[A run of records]
--

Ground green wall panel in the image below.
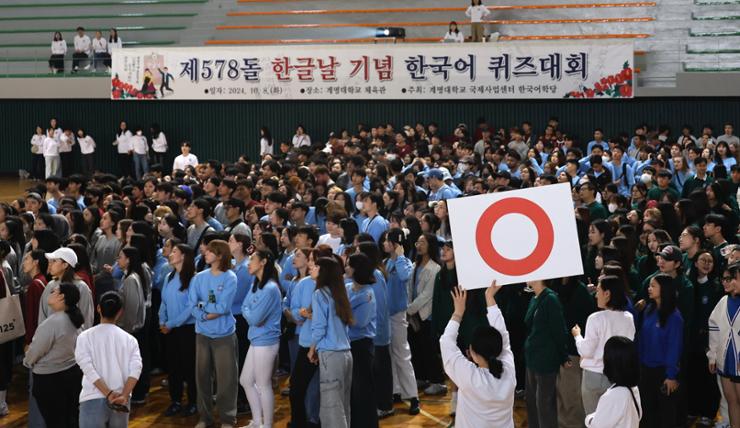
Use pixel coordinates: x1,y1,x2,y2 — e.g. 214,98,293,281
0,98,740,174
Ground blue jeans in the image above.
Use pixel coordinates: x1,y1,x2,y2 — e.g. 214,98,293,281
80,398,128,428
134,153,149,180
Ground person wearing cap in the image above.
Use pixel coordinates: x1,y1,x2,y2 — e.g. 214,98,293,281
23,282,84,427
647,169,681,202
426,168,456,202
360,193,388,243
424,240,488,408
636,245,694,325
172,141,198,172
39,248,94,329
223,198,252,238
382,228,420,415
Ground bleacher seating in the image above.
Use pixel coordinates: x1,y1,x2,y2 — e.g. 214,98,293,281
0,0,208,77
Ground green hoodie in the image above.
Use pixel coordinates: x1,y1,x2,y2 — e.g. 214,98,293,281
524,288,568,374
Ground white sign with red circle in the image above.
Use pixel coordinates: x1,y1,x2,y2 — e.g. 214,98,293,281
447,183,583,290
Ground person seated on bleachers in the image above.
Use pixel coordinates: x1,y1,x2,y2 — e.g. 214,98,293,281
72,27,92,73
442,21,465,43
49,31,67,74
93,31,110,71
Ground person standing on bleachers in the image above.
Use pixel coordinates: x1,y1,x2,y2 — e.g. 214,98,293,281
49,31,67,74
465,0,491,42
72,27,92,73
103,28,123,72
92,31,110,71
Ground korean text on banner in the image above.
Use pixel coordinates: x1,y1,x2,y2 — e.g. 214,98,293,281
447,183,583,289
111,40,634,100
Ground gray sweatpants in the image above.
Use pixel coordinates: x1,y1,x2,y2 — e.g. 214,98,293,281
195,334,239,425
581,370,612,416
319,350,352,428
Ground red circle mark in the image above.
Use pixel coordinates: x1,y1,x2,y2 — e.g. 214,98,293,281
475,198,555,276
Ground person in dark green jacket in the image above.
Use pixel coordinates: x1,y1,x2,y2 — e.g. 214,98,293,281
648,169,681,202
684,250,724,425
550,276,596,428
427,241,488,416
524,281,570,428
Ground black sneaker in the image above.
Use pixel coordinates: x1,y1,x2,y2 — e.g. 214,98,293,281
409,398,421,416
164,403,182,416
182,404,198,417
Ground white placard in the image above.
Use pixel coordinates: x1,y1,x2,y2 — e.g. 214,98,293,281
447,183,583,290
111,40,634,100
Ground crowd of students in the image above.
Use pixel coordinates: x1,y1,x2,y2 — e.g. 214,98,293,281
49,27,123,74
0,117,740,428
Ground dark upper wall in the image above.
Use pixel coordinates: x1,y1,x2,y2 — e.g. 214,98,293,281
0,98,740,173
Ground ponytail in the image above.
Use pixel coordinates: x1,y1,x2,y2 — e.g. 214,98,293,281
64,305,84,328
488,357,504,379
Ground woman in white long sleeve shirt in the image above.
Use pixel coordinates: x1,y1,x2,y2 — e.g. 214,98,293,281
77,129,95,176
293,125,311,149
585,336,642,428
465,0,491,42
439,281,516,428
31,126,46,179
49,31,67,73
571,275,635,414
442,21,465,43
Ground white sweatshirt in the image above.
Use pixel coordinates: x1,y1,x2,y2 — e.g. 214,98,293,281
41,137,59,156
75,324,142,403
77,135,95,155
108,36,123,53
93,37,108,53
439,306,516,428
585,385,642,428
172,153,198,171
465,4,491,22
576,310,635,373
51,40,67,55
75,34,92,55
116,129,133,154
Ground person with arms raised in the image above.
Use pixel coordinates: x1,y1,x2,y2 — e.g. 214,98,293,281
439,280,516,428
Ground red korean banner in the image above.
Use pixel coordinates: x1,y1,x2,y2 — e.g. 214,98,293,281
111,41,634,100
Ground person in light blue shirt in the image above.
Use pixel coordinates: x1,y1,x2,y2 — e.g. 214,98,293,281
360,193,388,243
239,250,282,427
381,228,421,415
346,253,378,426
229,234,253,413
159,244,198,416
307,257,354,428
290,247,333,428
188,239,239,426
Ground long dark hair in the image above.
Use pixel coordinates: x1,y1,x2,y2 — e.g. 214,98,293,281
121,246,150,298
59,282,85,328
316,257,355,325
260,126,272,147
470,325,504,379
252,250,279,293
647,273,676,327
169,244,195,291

--

▸ Goal of the exercise
Render all of the lines above as a numbered list, omitting any blank lines and leaving the pictures out.

▸ Solution to the exercise
1. Ground green wall panel in the image below.
2. Use pixel coordinates: x1,y1,x2,y2 — e.g. 214,98,293,281
3. 0,98,740,174
4. Ground blue jeans in the image above.
5. Use pixel coordinates: x1,y1,x2,y2 — e.g. 214,98,293,281
6. 80,398,128,428
7. 134,153,149,180
8. Ground person wearing cap in the image above.
9. Use pixel coordinates: x1,y1,x2,y2 — e.g. 214,98,293,281
10. 23,282,84,427
11. 647,169,681,202
12. 426,168,456,202
13. 360,193,388,243
14. 424,240,488,408
15. 636,245,694,325
16. 172,141,198,172
17. 39,248,94,329
18. 223,198,252,238
19. 382,228,420,415
20. Ground bleacher seating in the image above.
21. Use pixel coordinates: x1,y1,x2,y2 — e.g. 214,98,293,281
22. 0,0,208,77
23. Ground green hoodie in the image above.
24. Use pixel coordinates: x1,y1,x2,y2 — e.g. 214,98,293,281
25. 524,288,568,374
26. Ground white sign with red circle in the image above.
27. Use pixel coordinates: x1,y1,x2,y2 — e.g. 214,98,293,281
28. 447,183,583,290
29. Ground person seated on bleachers in the image above.
30. Use pixel coordinates: x1,y1,x2,y2 — e.g. 214,98,293,281
31. 72,27,92,73
32. 442,21,465,43
33. 49,31,67,74
34. 93,31,110,71
35. Ground person standing on bleachers in the image above.
36. Use pixel coordinates: x1,y1,x2,y2 — e.g. 214,98,293,281
37. 49,31,67,74
38. 465,0,491,42
39. 72,27,92,73
40. 103,28,123,72
41. 92,31,110,71
42. Ground korean text on banner in the image above.
43. Use pixel coordinates: x1,y1,x2,y2 — e.g. 214,98,293,281
44. 447,183,583,289
45. 111,40,634,100
46. Ground gray sweatpants in the image above.
47. Use pixel coordinates: x1,y1,x2,y2 — e.g. 214,98,293,281
48. 195,334,239,425
49. 581,370,612,416
50. 319,350,352,428
51. Ground red circle mark in the image above.
52. Use pixel coordinates: x1,y1,x2,y2 — e.g. 214,98,293,281
53. 475,198,555,276
54. Ground person in dark green jacket in the image above.
55. Use pixel coordinates: x1,y1,x2,y2 — e.g. 214,98,293,281
56. 648,169,681,202
57. 684,250,724,425
58. 550,276,596,428
59. 427,241,488,416
60. 524,281,570,428
61. Ground black sneaker in the image above.
62. Use pixel coordinates: x1,y1,x2,y2 — e.g. 214,98,293,281
63. 409,398,421,416
64. 164,403,182,416
65. 182,404,198,417
66. Ground white placard in the image above.
67. Use pixel coordinates: x1,y1,x2,y2 — e.g. 214,98,293,281
68. 447,183,583,290
69. 111,40,634,100
70. Ground crowd of students in the image above.
71. Use pixel coordinates: x1,y1,x2,y2 — e.g. 214,98,293,281
72. 49,27,123,74
73. 0,117,740,428
74. Ground dark upper wall in the image above.
75. Use pixel coordinates: x1,y1,x2,y2 — e.g. 214,98,293,281
76. 0,98,740,173
77. Ground ponytail in the image above.
78. Use pixel coordinates: x1,y1,x2,y2 — e.g. 214,98,293,281
79. 64,305,84,328
80. 488,357,504,379
81. Ground woman in white long sleeve shirt in the image above.
82. Use pixel coordinates: x1,y1,x2,y2 — e.g. 214,98,293,281
83. 77,129,95,176
84. 293,125,311,149
85. 585,336,642,428
86. 465,0,491,42
87. 439,281,516,428
88. 31,126,46,179
89. 49,31,67,73
90. 571,275,635,414
91. 442,21,465,43
92. Ground white sweatshirt in the image above.
93. Use pixel coordinates: x1,y1,x2,y2 — e.g. 214,98,293,281
94. 41,137,59,156
95. 75,324,142,403
96. 77,135,95,155
97. 108,36,123,53
98. 93,37,108,53
99. 439,306,516,428
100. 585,385,642,428
101. 172,153,198,171
102. 465,4,491,22
103. 576,310,635,373
104. 51,40,67,55
105. 75,34,92,55
106. 116,129,133,154
107. Ground person with arms raised in the image above.
108. Use pixel coordinates: x1,y1,x2,y2 — e.g. 214,98,293,281
109. 439,280,516,428
110. Ground red korean banner in the image above.
111. Use pixel coordinates: x1,y1,x2,y2 — e.g. 214,98,293,281
112. 111,41,634,100
113. Ground person in light blue shirt in the image above.
114. Use pixel coordinates: x1,y1,x2,y2 — e.g. 214,98,293,281
115. 360,193,388,243
116. 239,250,282,427
117. 381,228,421,415
118. 346,253,378,426
119. 229,234,253,413
120. 159,244,198,416
121. 307,257,354,428
122. 290,247,333,428
123. 188,239,239,426
124. Ground long dark hair in the image above.
125. Use pixel coordinates: x1,y1,x2,y2 — e.g. 214,98,293,281
126. 121,246,150,298
127. 59,282,85,328
128. 316,257,355,325
129. 260,126,272,147
130. 470,325,504,379
131. 252,250,279,293
132. 647,273,676,327
133. 169,244,195,291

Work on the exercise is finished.